GIVEN TEXT –
——
# Analyzing The Chinook Data Set 

In this project I am working with a data set of an online music store. I will use MySQL for my analysis. There are different tables in this database, which i will combine to find the answers I am looking for. Let's take a look at the structure of the database first.

In [1]:
%%capture
%load_ext sql
%sql sqlite:///chinook.db

In [2]:
%%sql
SELECT * FROM sqlite_master

 * sqlite:///chinook.db
Done.


type,name,tbl_name,rootpage,sql
table,album,album,2,"CREATE TABLE [album] (  [album_id] INTEGER PRIMARY KEY NOT NULL,  [title] NVARCHAR(160) NOT NULL,  [artist_id] INTEGER NOT NULL,  FOREIGN KEY ([artist_id]) REFERENCES [artist] ([artist_id]) ON DELETE NO ACTION ON UPDATE NO ACTION )"
——
TO-DO LIST –
A – Write out the records from the line with "Where can you spot the small" to the line with "column 573, row 305", substituting "beverage fridge" for "wine cooler" and leaving everything else unchanged.
B – Proceed with the Chinook data set analysis, picking up right after its last line.
The records have nothing to do with the Chinook analysis.

TASK INPUTS –
——
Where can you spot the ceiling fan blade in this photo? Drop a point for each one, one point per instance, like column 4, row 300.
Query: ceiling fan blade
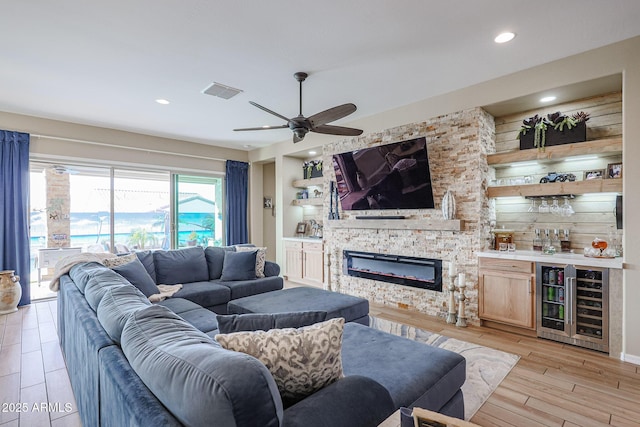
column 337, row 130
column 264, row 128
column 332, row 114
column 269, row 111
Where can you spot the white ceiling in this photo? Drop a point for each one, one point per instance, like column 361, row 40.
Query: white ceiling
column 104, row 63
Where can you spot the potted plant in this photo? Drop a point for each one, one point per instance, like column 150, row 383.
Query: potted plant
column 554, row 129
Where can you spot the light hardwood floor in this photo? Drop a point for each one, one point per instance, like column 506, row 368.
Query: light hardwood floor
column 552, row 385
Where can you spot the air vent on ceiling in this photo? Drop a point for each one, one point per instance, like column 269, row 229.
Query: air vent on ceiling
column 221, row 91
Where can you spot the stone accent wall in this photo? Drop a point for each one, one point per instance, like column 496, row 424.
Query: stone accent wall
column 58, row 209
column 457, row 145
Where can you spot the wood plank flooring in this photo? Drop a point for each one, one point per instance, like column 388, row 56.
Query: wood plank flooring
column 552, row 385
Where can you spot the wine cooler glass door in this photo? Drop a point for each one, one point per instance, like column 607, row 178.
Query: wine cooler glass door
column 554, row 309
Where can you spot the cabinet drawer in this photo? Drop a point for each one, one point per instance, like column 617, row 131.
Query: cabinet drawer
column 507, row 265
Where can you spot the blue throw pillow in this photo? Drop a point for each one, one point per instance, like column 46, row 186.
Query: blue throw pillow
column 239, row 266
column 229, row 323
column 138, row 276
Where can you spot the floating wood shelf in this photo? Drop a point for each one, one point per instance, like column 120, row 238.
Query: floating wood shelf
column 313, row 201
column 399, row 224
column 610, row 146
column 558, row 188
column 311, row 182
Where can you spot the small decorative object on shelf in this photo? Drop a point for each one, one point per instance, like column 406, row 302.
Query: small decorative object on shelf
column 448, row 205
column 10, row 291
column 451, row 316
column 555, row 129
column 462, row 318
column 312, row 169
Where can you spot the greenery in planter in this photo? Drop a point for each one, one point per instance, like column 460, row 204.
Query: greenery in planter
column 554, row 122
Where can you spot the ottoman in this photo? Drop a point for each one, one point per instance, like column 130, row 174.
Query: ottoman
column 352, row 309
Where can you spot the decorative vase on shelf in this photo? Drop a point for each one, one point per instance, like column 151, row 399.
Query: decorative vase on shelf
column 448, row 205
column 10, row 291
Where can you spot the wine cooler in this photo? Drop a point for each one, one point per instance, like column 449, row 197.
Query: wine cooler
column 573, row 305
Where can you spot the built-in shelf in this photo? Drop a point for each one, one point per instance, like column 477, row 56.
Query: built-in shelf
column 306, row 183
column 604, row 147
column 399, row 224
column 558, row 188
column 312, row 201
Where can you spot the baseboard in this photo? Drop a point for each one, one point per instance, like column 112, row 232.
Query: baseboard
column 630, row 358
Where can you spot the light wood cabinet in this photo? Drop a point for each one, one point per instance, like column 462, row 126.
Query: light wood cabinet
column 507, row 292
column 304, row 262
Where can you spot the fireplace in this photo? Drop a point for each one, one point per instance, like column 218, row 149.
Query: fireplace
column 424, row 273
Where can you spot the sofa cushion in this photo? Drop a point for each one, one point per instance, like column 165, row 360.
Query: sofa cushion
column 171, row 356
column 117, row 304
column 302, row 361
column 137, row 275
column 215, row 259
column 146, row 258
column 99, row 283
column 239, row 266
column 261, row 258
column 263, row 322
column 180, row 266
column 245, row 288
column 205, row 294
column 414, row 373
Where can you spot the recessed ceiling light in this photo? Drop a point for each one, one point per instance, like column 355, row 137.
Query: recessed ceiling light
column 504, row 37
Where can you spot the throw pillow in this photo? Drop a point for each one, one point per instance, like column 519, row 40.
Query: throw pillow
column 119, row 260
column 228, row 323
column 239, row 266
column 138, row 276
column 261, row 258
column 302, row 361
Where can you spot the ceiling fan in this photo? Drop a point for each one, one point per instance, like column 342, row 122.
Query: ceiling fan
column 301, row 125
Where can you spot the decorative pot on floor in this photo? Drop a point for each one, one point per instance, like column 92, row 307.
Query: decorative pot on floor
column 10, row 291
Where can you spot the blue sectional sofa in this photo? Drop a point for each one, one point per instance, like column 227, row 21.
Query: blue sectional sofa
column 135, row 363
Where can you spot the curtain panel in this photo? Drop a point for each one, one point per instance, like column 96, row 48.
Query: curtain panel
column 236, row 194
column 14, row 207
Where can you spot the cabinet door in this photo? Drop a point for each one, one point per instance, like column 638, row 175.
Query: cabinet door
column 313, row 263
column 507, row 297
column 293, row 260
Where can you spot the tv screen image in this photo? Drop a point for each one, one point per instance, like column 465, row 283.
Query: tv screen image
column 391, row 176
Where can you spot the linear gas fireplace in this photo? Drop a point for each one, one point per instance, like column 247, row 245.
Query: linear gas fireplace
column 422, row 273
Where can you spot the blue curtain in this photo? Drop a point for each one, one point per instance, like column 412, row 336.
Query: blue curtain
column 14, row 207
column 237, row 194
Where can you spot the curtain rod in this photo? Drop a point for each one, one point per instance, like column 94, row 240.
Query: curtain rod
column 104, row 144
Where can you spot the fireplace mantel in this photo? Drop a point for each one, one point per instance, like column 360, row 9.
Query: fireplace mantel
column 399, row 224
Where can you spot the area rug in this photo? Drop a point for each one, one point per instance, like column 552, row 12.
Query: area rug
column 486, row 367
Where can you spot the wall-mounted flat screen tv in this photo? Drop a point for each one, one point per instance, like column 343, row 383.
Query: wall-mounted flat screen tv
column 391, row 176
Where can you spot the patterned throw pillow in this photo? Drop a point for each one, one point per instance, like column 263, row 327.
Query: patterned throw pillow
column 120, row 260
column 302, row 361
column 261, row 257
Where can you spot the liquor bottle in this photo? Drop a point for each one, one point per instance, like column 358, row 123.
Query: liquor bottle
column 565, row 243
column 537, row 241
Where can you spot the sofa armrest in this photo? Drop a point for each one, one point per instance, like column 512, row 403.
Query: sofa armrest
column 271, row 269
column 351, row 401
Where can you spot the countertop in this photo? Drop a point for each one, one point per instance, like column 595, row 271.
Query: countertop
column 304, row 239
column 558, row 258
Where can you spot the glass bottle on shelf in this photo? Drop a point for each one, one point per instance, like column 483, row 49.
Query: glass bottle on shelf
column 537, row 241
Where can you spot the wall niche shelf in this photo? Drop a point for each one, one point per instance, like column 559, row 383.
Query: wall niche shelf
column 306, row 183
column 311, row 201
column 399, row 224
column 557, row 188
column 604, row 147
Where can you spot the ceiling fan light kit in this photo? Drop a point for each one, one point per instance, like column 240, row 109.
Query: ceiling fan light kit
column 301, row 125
——
PER-TASK ANSWERS –
A –
Where can you spot the small decorative object on shelf in this photo? Drop a point for each one, one point per instance, like column 406, row 302.
Query: small decorative object on shelf
column 448, row 205
column 10, row 291
column 451, row 316
column 555, row 129
column 462, row 318
column 312, row 169
Where can you spot the greenery in planter in this photo? Drop a point for each one, one point per instance, like column 460, row 204.
Query: greenery in planter
column 554, row 122
Where can you spot the ottoman in this photo? Drop a point for each one, one point per instance, like column 130, row 174.
Query: ottoman
column 352, row 309
Where can you spot the decorative vase on shelf in this photo? Drop a point for each one, one point per instance, like column 151, row 399.
Query: decorative vase on shelf
column 448, row 205
column 10, row 291
Where can you spot the beverage fridge in this photo? Drop a point for each one, one point per instance, like column 449, row 197.
Query: beverage fridge
column 573, row 305

B –
table,artist,artist,3,"CREATE TABLE [artist] (  [artist_id] INTEGER PRIMARY KEY NOT NULL,  [name] NVARCHAR(120) )"
table,customer,customer,4,"CREATE TABLE [customer] (  [customer_id] INTEGER PRIMARY KEY NOT NULL,  [first_name] NVARCHAR(40) NOT NULL,  [last_name] NVARCHAR(20) NOT NULL,  [company] NVARCHAR(80),  [address] NVARCHAR(70),  [city] NVARCHAR(40),  [state] NVARCHAR(40),  [country] NVARCHAR(40),  [postal_code] NVARCHAR(10),  [phone] NVARCHAR(24),  [fax] NVARCHAR(24),  [email] NVARCHAR(60) NOT NULL,  [support_rep_id] INTEGER,  FOREIGN KEY ([support_rep_id]) REFERENCES [employee] ([employee_id]) ON DELETE NO ACTION ON UPDATE NO ACTION )"
table,employee,employee,5,"CREATE TABLE [employee] (  [employee_id] INTEGER PRIMARY KEY NOT NULL,  [last_name] NVARCHAR(20) NOT NULL,  [first_name] NVARCHAR(20) NOT NULL,  [title] NVARCHAR(30),  [reports_to] INTEGER,  [birthdate] DATETIME,  [hire_date] DATETIME,  [address] NVARCHAR(70),  [city] NVARCHAR(40),  [state] NVARCHAR(40),  [country] NVARCHAR(40),  [postal_code] NVARCHAR(10),  [phone] NVARCHAR(24),  [fax] NVARCHAR(24),  [email] NVARCHAR(60),  FOREIGN KEY ([reports_to]) REFERENCES [employee] ([employee_id]) ON DELETE NO ACTION ON UPDATE NO ACTION )"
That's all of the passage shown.